[Exercise data]:

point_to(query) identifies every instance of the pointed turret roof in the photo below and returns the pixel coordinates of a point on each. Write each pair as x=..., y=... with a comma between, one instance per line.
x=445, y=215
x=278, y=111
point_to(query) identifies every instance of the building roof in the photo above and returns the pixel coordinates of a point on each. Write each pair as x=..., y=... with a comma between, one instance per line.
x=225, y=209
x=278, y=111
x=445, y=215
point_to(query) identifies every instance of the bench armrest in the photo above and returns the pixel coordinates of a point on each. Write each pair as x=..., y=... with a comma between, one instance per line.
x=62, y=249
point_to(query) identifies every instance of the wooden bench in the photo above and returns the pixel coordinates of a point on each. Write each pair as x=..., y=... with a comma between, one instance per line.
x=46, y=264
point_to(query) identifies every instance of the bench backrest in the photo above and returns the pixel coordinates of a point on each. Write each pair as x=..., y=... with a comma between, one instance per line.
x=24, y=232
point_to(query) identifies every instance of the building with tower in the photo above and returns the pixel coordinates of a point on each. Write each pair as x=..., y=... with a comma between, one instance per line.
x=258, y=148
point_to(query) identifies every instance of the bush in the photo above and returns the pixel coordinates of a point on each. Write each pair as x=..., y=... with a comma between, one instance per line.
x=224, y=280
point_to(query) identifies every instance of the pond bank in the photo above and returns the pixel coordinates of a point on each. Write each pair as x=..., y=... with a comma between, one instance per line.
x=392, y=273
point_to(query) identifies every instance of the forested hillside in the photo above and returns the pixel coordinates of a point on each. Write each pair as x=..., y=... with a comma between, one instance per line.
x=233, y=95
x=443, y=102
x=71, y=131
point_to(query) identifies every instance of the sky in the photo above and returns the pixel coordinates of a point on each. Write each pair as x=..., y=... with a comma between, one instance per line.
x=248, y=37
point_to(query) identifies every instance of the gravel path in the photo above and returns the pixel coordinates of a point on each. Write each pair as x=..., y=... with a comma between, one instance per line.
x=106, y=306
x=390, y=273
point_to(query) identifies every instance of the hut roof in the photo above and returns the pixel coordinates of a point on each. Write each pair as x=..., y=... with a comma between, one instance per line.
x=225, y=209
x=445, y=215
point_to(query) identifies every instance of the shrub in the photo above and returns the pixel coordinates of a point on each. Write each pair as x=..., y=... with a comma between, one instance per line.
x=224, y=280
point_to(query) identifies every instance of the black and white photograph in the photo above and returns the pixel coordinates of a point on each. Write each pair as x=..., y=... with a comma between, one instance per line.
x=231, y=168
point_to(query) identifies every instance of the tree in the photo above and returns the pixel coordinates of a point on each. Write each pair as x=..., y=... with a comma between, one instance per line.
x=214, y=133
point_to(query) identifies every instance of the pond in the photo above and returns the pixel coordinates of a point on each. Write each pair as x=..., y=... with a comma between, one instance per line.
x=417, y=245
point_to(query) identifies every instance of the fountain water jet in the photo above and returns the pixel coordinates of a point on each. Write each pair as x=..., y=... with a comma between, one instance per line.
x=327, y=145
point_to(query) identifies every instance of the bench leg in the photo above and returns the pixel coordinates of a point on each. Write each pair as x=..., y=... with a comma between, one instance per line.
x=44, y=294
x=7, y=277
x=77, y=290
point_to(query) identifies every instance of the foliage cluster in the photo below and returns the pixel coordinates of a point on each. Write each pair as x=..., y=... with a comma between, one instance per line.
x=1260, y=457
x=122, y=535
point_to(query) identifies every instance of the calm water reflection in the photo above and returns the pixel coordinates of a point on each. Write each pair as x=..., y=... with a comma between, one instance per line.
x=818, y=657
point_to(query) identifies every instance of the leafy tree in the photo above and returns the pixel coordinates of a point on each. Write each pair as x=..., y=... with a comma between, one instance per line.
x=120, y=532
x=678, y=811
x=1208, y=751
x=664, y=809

[Aim of the task]: Rewrite the material from the line containing "point_to(query) identifies every instance of the tree" down to the line containing "x=214, y=133", including both of those lines. Switch "tree" to "oak" and leave everything else unchanged.

[Worked solution]:
point_to(query) identifies every instance of the oak in the photo above and returns the pixel coordinates of a point on each. Write each pair as x=..., y=... with a comma between, one instance per line.
x=214, y=133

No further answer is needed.